→ **TASK DESCRIPTION**: Show every line in the items below that contains the string "floor", copying each line in full. Matching is case-sensitive.

-------- MATERIAL FOR THIS EXERCISE --------

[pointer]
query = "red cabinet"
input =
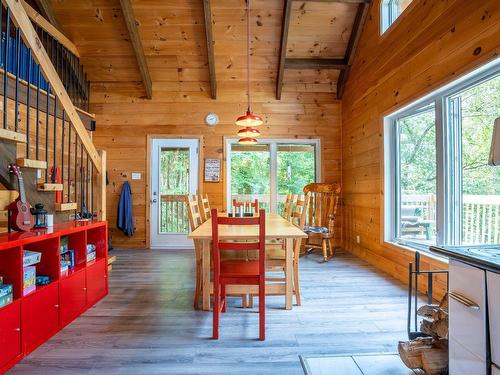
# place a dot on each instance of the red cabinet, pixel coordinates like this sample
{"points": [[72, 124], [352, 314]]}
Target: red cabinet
{"points": [[10, 333], [96, 281], [73, 296], [40, 316], [32, 319]]}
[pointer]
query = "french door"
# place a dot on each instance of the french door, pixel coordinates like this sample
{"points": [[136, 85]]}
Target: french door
{"points": [[269, 170], [174, 174]]}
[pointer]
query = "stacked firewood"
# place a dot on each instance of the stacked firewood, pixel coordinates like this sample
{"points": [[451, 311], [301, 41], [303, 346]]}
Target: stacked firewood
{"points": [[429, 354]]}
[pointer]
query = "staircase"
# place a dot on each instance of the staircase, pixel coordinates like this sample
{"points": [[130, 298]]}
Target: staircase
{"points": [[45, 126]]}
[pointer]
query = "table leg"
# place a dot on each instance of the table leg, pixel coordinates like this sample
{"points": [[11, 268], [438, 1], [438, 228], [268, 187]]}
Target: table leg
{"points": [[205, 261], [288, 273]]}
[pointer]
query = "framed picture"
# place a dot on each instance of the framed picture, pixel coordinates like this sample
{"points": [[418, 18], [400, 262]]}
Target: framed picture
{"points": [[212, 170]]}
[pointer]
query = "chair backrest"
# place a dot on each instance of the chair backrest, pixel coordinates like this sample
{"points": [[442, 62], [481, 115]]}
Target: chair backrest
{"points": [[299, 213], [218, 244], [323, 203], [287, 210], [254, 204], [194, 213], [204, 205]]}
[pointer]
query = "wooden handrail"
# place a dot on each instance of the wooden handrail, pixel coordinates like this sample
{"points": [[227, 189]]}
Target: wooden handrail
{"points": [[48, 27], [32, 40]]}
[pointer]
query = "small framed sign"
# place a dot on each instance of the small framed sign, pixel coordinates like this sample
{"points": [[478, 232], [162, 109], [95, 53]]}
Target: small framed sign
{"points": [[212, 170]]}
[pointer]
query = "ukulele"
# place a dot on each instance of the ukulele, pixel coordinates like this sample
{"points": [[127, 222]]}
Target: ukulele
{"points": [[20, 217]]}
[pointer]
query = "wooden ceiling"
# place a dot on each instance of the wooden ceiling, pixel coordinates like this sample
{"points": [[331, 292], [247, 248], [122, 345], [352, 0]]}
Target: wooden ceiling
{"points": [[174, 40]]}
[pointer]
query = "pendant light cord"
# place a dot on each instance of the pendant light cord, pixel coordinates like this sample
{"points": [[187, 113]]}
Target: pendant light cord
{"points": [[248, 54]]}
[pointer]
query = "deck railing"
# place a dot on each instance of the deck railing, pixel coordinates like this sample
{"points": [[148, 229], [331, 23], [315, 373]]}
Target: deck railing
{"points": [[480, 215]]}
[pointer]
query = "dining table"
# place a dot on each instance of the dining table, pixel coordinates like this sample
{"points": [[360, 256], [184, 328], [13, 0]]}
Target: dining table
{"points": [[277, 228]]}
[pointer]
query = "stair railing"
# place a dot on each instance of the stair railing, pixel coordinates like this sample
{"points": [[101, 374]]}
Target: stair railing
{"points": [[38, 94]]}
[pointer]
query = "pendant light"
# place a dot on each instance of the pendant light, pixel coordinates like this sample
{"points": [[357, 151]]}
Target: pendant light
{"points": [[249, 120]]}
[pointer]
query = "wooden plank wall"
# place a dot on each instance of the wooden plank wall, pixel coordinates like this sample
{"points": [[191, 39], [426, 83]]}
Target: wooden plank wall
{"points": [[431, 43], [173, 37], [124, 122]]}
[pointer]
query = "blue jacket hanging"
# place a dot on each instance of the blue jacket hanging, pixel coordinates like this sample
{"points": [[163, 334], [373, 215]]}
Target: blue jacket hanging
{"points": [[125, 220]]}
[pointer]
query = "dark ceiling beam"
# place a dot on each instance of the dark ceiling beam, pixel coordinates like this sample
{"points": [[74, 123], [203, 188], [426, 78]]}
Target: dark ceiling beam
{"points": [[352, 45], [48, 13], [207, 9], [338, 1], [130, 22], [301, 63], [287, 11]]}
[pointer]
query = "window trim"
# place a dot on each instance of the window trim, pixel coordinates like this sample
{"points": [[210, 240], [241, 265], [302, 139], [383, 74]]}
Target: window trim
{"points": [[273, 150], [447, 201]]}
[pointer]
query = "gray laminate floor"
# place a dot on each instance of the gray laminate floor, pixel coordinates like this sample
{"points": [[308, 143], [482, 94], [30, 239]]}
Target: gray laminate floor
{"points": [[147, 325]]}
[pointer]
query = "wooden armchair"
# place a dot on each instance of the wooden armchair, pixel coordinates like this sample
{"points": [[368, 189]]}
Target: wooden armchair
{"points": [[321, 217]]}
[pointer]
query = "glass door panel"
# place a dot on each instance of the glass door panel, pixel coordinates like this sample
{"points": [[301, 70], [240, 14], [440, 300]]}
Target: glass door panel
{"points": [[296, 167], [416, 168], [174, 186], [477, 108], [174, 174]]}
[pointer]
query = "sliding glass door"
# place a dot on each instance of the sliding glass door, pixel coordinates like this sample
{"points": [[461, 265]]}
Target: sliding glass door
{"points": [[270, 170]]}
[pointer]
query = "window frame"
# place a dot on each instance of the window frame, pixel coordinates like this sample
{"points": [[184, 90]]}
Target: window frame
{"points": [[273, 156], [448, 159]]}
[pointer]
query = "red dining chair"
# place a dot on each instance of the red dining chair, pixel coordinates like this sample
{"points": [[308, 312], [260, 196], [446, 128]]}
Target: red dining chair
{"points": [[236, 271], [254, 204]]}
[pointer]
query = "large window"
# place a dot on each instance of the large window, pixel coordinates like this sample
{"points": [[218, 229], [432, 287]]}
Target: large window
{"points": [[389, 11], [270, 170], [440, 188]]}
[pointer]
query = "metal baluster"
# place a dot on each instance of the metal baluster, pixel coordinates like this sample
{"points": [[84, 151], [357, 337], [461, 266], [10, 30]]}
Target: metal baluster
{"points": [[6, 68], [28, 106], [69, 162], [82, 182], [2, 62], [18, 70], [87, 181], [76, 169], [47, 133], [62, 148], [88, 92], [37, 131], [55, 140]]}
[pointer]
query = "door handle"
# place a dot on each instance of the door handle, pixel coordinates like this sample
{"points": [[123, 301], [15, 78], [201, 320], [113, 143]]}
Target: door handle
{"points": [[464, 300]]}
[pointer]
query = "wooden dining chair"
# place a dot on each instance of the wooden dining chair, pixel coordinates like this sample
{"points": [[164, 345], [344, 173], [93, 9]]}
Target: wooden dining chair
{"points": [[204, 204], [237, 271], [287, 209], [320, 226], [195, 220], [254, 204], [276, 255]]}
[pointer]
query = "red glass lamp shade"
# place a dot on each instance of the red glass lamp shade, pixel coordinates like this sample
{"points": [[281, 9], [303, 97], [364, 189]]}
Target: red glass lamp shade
{"points": [[249, 120], [248, 133], [247, 141]]}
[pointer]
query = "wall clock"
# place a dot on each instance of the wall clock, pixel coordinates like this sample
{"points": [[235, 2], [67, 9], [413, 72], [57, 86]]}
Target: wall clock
{"points": [[211, 119]]}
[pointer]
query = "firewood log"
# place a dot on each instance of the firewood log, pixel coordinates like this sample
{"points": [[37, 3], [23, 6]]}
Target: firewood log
{"points": [[436, 329], [410, 351], [434, 361]]}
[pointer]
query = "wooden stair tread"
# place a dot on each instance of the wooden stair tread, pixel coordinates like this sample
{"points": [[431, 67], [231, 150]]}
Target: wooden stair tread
{"points": [[6, 197], [12, 136], [45, 186], [31, 163], [68, 206]]}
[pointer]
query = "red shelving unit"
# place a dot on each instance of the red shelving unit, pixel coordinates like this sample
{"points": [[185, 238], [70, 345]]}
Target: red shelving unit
{"points": [[31, 320]]}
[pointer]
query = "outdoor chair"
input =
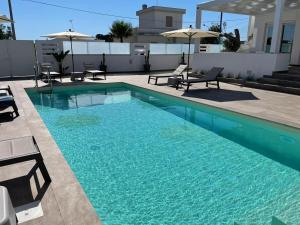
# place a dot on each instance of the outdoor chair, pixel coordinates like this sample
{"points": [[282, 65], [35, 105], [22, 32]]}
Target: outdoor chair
{"points": [[89, 68], [7, 211], [47, 72], [7, 99], [211, 76], [23, 149], [178, 73]]}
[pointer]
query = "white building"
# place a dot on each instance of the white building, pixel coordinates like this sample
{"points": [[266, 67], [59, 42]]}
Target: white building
{"points": [[157, 19], [274, 37]]}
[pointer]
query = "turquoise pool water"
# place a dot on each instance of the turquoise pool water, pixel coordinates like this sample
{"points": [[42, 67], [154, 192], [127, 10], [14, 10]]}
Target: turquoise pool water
{"points": [[148, 158]]}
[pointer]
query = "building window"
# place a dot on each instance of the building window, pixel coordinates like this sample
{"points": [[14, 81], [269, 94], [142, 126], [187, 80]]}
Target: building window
{"points": [[288, 31], [269, 33], [169, 21]]}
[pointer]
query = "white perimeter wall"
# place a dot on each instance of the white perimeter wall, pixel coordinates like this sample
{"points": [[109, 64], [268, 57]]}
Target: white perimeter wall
{"points": [[126, 63], [243, 64], [17, 58]]}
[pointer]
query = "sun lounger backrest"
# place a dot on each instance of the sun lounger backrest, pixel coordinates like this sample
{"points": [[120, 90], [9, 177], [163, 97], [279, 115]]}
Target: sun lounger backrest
{"points": [[180, 70], [88, 66], [45, 67], [213, 73]]}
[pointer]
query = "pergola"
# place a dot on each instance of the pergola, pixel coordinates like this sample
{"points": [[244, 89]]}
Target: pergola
{"points": [[252, 8]]}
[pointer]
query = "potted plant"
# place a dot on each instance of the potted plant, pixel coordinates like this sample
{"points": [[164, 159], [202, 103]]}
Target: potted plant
{"points": [[59, 57], [103, 66], [147, 65]]}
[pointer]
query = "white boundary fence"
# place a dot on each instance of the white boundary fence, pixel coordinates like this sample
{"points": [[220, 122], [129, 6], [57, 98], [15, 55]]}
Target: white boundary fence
{"points": [[18, 58]]}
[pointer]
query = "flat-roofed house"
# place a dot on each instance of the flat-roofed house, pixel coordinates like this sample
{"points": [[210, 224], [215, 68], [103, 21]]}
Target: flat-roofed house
{"points": [[273, 37]]}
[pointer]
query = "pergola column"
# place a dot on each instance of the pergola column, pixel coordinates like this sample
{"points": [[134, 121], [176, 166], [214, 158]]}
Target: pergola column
{"points": [[198, 26], [276, 36]]}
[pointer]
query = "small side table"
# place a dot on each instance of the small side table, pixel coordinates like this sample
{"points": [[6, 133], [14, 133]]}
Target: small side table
{"points": [[173, 81], [77, 75]]}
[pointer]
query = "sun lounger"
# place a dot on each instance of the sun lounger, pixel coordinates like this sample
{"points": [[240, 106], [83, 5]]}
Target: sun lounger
{"points": [[22, 150], [177, 73], [7, 211], [89, 68], [211, 76], [7, 99]]}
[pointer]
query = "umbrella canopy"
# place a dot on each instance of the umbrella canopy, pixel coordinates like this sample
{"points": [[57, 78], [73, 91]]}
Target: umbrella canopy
{"points": [[190, 33], [70, 35], [4, 19]]}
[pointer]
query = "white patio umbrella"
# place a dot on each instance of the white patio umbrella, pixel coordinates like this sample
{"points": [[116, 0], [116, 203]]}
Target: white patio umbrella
{"points": [[70, 35], [190, 33], [4, 19]]}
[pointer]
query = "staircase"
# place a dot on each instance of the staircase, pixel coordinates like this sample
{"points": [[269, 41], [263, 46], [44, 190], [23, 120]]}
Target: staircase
{"points": [[286, 81]]}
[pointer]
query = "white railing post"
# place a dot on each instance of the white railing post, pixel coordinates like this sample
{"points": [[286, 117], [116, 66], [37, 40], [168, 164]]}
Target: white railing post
{"points": [[275, 44], [198, 26]]}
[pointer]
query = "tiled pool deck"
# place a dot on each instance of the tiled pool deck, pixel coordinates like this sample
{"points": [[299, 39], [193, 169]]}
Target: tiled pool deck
{"points": [[63, 200]]}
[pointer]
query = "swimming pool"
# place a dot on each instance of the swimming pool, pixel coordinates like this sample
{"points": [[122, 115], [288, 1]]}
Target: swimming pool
{"points": [[147, 158]]}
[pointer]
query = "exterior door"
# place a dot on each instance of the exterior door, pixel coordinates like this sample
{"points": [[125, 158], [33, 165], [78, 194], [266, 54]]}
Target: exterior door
{"points": [[287, 38]]}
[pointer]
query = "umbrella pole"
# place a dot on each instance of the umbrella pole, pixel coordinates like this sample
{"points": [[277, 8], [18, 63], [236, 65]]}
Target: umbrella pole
{"points": [[188, 68], [72, 54]]}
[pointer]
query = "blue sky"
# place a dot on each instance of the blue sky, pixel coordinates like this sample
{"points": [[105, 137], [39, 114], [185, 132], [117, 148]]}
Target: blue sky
{"points": [[33, 20]]}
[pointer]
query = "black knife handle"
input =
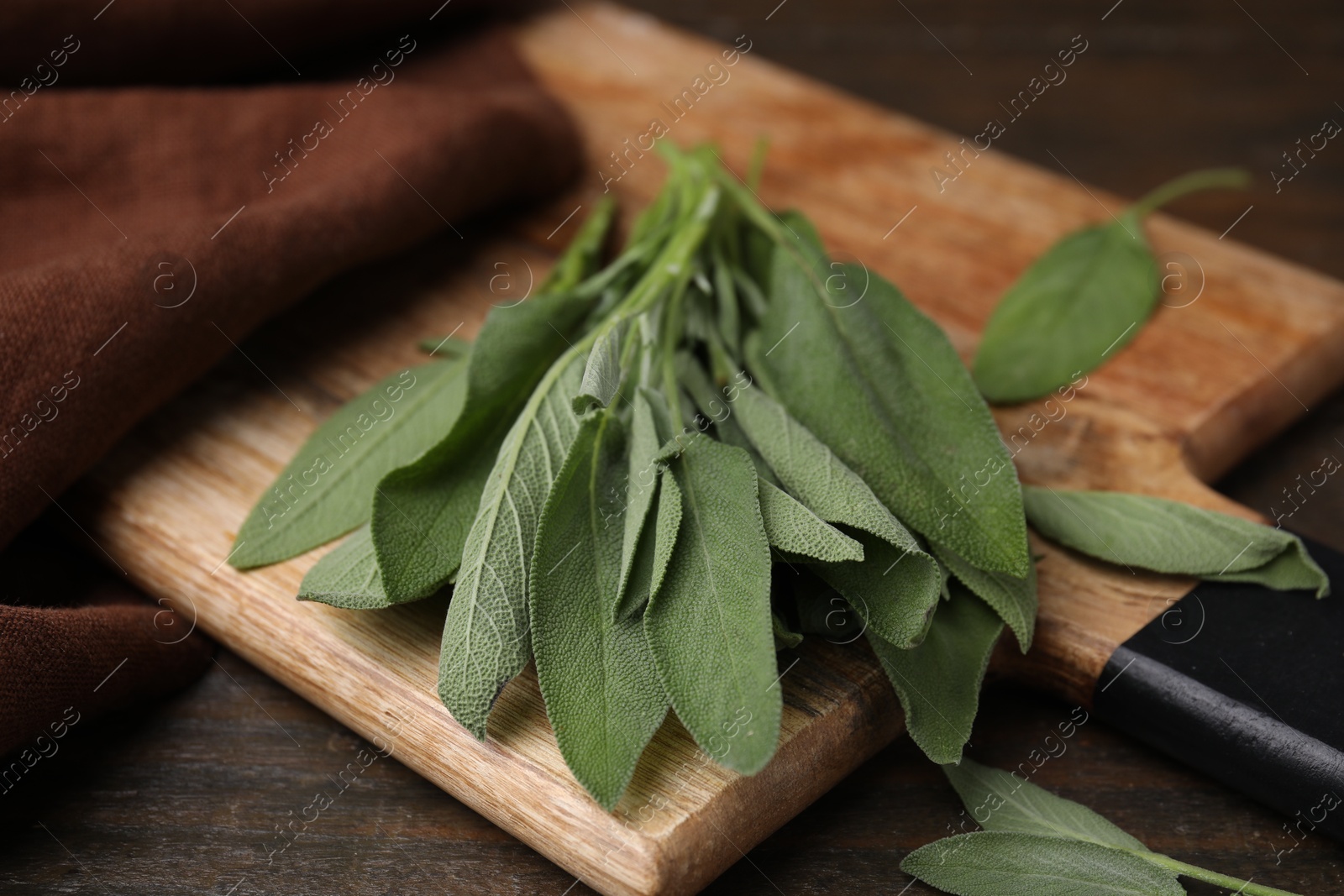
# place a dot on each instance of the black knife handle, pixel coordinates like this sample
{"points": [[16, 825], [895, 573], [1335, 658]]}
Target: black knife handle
{"points": [[1245, 684]]}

--------

→ **ANSWER BELOW**:
query = "gray laminate floor"
# place a dot on each instance of the gray laminate floor, pixel coordinates like this sample
Target: gray laminate floor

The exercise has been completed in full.